───── SELECTED TEXT

7 November 2004 2004 nian 11 yue 7 hao

Journal: How We Became the SDA Bunch

Sometimes I feel that here at SDA I haven't just found a new job, but a new family. I'm living in Mr Zhu's new apartment in Xining. Yang Ying is staying with a friend, but she comes here early and stays late. Zhuoya lives close by, and often comes here straight from work (her husband is studying in Hawaii, so I guess she has nothing better to do). Last week Mr Zhu's parents, brother, and two sisters were all staying here. This is perhaps as close as I could get to everyday chinese life without actually marrying into a chinese family, and since I'm very interested in contemporary chinese culture in all its forms I ought to be delighted. In reality, I just feel very tired, but the fact that I ought to be delighted is some consolation at least.

The truth is that I've always needed a lot of space and time to myself. If I, like a lot of chinese university graduates, had spent the final three years of highschool and four years of university living in a cramped dormitory with anything from 3 to 9 other students then I would probably have gone crazy. Luckily this apartment is fairly large. But at least university students have their classes and meals outside, whereas I don't have much reason to go anywhere because I still don't know many people in Xining. In fact, the best friend that I have in Qinghai is Yang Ying, despite the fact that we constantly bicker!

──────────
───── DATA ROWS

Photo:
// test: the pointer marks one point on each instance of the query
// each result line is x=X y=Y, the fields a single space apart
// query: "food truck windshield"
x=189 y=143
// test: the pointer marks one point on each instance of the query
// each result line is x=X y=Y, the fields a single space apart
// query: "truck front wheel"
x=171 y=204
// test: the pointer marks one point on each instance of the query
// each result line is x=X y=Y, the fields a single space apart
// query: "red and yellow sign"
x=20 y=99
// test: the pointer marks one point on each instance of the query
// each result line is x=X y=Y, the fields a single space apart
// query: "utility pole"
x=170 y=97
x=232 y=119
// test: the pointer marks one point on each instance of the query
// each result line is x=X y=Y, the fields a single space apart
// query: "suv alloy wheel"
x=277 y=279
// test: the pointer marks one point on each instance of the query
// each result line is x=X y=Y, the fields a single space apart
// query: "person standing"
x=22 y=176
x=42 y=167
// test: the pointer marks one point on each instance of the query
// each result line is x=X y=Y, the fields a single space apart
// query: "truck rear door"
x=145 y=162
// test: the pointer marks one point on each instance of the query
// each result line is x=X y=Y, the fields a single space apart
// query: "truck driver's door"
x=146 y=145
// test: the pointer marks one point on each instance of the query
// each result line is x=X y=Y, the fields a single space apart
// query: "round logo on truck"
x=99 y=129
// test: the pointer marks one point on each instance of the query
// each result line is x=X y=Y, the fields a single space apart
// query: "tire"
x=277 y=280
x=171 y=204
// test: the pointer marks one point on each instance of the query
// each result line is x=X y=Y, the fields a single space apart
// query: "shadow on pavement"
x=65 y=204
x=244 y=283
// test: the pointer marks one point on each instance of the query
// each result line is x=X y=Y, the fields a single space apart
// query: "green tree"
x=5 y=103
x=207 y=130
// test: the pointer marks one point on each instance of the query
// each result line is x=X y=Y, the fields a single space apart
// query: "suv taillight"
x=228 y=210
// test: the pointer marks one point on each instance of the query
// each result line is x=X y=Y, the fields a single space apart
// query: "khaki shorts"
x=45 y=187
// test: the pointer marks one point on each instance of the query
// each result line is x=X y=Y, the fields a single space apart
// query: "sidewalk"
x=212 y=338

──────────

• WRITTEN REQUEST A
List every place name mentioned in the journal entry about the SDA bunch.
• WRITTEN REQUEST B
In the journal entry about the SDA bunch, whose apartment is the writer living in?
• WRITTEN REQUEST C
Carry on the journal entry about the SDA bunch from its last sentence.

• WRITTEN RESPONSE A
Xining, Hawaii, Qinghai

• WRITTEN RESPONSE B
The writer is living in Mr Zhu's new apartment in Xining.

• WRITTEN RESPONSE C
One of the things that tires me is that it's difficult to sit down and work solidly without being interrupted by various matters that are not related to work at all, but related to running a household, meeting people, looking after sick fathers, and so on. Another thing that tires me is housework and cooking—not the labour itself, but dividing it fairly. Mr Zhu is "enlightened" enough to do some cleaning (he's quite house proud in fact), but he more or less avoids the kitchen, whereas it makes me quiver with guilt if I abandon Yang Ying to do the cooking and washing up all by herself. And yet more often than not Yang Ying doesn't want me in the kitchen at all, and that's usually the reason we argue. When it was just the two of us in Guanting, she let me cook some of the meals, but now I have to debate with her just to cut vegetables. I suppose she finds it stressful to cook for 5 or 6, and thinks that I will just get in the way. At least she doesn't forcibly push me out of the kitchen when I try to wash the dishes, the way she used to.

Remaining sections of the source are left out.